### Task input
☆ ☆ ☆ ☆
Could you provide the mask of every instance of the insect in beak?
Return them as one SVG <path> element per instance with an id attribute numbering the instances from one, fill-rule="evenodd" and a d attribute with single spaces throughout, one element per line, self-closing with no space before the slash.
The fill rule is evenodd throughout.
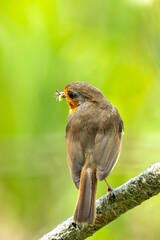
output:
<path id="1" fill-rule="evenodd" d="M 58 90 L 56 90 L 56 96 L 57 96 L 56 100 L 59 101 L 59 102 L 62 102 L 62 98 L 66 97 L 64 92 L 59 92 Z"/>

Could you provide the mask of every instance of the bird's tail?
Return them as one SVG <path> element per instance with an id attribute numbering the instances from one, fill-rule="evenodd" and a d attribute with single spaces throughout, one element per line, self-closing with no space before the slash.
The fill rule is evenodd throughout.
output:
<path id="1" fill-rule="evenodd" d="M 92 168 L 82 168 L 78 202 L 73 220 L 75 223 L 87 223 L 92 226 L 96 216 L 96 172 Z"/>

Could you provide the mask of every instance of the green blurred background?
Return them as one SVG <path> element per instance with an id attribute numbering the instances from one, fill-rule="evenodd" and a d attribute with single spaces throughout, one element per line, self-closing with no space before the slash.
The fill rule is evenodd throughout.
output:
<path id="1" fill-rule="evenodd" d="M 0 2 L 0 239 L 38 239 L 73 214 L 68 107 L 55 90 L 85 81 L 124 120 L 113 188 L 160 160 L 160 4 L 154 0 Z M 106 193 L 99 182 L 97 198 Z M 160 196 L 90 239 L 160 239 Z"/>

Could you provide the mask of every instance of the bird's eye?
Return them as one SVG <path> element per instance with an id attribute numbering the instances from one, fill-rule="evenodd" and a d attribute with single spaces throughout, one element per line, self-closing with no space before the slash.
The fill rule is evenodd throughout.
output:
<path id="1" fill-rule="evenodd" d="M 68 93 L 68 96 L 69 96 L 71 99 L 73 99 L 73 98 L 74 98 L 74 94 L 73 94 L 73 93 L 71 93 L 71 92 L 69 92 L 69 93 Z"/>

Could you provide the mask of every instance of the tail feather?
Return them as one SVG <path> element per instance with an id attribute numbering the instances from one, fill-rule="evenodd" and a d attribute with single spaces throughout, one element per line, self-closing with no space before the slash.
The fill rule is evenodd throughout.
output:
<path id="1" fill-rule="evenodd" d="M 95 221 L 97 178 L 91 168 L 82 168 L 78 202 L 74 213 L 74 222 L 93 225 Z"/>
☆ ☆ ☆ ☆
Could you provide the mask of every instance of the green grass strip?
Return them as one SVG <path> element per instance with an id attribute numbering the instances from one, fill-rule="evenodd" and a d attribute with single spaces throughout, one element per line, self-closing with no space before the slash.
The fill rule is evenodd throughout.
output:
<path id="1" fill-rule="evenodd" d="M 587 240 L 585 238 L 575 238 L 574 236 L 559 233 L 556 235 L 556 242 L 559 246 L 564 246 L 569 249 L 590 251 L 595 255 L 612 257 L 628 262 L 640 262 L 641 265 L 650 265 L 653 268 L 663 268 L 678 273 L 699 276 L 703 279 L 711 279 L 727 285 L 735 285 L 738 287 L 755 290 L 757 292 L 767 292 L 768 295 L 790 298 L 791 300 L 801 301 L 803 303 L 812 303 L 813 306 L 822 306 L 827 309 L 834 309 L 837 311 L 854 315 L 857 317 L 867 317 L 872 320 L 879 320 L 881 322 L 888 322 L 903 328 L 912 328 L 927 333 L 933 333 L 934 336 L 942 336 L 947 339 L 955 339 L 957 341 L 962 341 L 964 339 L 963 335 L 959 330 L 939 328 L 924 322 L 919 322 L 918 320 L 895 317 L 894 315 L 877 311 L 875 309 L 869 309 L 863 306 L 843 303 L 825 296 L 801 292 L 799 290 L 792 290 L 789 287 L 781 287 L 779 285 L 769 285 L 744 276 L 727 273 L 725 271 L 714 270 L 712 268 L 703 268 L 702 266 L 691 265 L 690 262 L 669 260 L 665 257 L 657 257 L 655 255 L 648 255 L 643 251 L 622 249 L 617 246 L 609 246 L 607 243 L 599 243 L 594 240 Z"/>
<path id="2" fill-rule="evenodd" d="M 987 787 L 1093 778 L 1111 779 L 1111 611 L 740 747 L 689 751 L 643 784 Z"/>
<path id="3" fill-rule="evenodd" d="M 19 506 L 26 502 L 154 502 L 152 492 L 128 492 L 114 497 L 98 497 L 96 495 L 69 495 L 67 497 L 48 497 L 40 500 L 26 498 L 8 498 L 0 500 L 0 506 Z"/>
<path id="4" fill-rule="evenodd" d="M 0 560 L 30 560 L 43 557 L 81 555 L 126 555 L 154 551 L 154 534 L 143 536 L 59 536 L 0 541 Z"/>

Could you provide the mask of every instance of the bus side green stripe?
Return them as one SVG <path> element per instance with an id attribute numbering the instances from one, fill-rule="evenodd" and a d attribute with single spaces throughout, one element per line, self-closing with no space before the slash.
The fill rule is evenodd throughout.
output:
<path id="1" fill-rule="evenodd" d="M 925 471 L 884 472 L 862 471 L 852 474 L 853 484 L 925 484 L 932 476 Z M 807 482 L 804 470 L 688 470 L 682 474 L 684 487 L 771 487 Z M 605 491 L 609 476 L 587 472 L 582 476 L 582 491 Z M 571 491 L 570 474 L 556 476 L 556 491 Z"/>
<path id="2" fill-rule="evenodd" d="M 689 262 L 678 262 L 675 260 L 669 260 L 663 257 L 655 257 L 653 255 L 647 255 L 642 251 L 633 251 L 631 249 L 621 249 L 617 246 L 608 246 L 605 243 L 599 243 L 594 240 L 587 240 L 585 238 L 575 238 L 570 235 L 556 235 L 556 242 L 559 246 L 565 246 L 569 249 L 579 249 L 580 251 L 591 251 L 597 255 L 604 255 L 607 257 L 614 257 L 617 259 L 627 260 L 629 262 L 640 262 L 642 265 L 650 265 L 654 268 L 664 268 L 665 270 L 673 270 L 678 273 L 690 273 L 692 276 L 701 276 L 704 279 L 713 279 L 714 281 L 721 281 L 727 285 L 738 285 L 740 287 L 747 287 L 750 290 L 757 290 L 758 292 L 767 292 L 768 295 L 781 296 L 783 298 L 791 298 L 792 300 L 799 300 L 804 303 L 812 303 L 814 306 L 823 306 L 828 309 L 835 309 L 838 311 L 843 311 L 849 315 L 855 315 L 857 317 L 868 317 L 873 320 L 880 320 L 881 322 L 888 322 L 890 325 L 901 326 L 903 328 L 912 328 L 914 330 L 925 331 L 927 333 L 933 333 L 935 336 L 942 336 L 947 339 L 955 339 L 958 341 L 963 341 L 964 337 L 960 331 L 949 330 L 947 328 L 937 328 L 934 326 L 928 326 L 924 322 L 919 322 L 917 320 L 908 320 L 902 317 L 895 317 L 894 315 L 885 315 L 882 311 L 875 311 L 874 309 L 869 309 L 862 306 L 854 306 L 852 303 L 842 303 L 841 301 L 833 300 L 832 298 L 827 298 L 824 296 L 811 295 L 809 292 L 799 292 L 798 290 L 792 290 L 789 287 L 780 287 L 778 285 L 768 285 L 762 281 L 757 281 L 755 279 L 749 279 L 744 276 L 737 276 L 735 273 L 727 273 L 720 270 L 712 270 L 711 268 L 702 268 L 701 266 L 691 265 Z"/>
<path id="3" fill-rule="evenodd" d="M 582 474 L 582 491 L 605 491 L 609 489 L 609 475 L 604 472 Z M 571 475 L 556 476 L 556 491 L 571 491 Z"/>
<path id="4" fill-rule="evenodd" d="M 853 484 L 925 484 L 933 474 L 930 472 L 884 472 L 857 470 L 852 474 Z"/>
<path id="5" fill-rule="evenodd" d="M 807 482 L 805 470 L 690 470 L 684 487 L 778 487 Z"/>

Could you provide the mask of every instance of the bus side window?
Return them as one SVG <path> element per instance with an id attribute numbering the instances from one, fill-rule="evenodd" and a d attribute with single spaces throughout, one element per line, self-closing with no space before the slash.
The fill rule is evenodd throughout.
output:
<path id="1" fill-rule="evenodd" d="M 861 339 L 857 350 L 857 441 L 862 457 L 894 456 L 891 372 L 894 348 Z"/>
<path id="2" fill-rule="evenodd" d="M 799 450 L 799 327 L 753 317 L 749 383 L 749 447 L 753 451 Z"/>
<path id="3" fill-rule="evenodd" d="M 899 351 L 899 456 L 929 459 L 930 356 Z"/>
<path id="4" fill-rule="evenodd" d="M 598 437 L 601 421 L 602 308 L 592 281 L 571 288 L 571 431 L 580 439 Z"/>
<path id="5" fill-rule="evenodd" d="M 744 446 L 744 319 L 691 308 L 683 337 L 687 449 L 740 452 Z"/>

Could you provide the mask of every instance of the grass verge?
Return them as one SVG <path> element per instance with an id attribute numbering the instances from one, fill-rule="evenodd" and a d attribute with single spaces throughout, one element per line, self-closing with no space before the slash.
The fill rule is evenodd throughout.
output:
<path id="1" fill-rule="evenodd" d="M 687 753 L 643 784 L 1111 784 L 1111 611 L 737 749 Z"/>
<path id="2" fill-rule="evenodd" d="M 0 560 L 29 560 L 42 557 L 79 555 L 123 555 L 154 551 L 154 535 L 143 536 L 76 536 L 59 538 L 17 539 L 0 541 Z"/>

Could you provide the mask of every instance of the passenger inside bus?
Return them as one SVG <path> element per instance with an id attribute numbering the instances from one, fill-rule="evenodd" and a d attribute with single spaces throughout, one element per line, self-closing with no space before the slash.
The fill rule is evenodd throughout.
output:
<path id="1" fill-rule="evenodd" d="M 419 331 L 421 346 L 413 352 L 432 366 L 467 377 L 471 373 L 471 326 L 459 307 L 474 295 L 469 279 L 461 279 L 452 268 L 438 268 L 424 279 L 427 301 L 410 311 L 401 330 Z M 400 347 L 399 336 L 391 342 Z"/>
☆ ☆ ☆ ☆
Copy out everything above from the line containing "Could you provide the mask of every instance of the grass" down to the line containing "687 753 L 643", including both of those lines.

### Output for this exercise
Could you provide the mask of every instance of the grass verge?
Return them as one SVG <path> element per instance with an id attribute numbering the instances from one, fill-rule="evenodd" and a d attribute with single spaces throughout, one element per line, self-closing with no space before the slash.
The fill rule is evenodd throughout.
output:
<path id="1" fill-rule="evenodd" d="M 687 753 L 643 784 L 1111 784 L 1111 611 L 737 749 Z"/>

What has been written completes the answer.